Exercise description: Gather every line of the items below that contains the string "woman", matching case exactly.

Entries shown:
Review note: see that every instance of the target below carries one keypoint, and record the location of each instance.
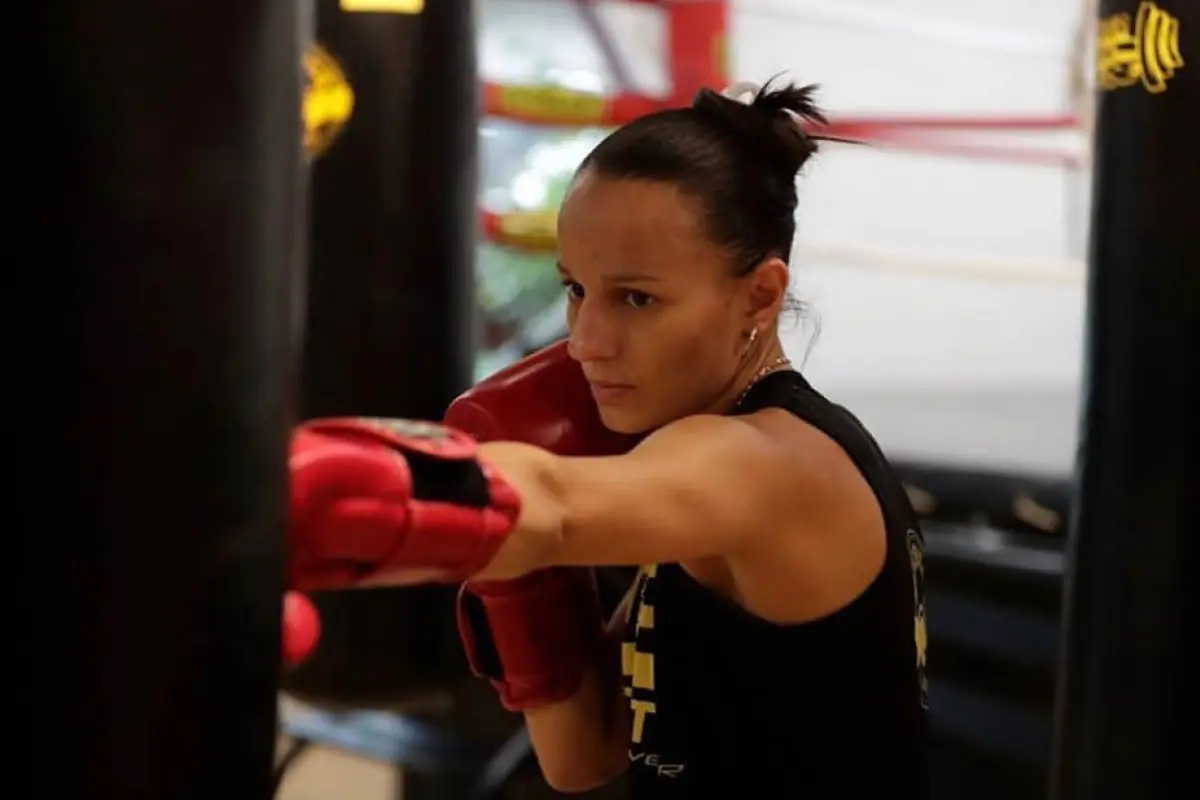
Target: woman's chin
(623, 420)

==

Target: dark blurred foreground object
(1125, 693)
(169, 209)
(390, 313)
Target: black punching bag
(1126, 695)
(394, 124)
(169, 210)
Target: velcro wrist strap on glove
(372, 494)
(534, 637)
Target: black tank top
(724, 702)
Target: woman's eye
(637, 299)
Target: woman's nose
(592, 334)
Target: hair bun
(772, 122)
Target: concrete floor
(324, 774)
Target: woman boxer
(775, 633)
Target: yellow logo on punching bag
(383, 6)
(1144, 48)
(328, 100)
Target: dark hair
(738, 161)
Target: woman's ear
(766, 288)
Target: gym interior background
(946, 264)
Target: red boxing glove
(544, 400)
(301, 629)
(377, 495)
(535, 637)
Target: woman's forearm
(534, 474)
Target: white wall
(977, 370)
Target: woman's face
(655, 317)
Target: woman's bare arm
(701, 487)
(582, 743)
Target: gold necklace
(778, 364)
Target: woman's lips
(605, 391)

Final result:
Target: woman's chin
Target: woman's eye
Target: woman's nose
Target: woman boxer
Target: woman's ear
Target: woman's forearm
Target: woman's face
Target: woman's bare arm
Target: woman's lips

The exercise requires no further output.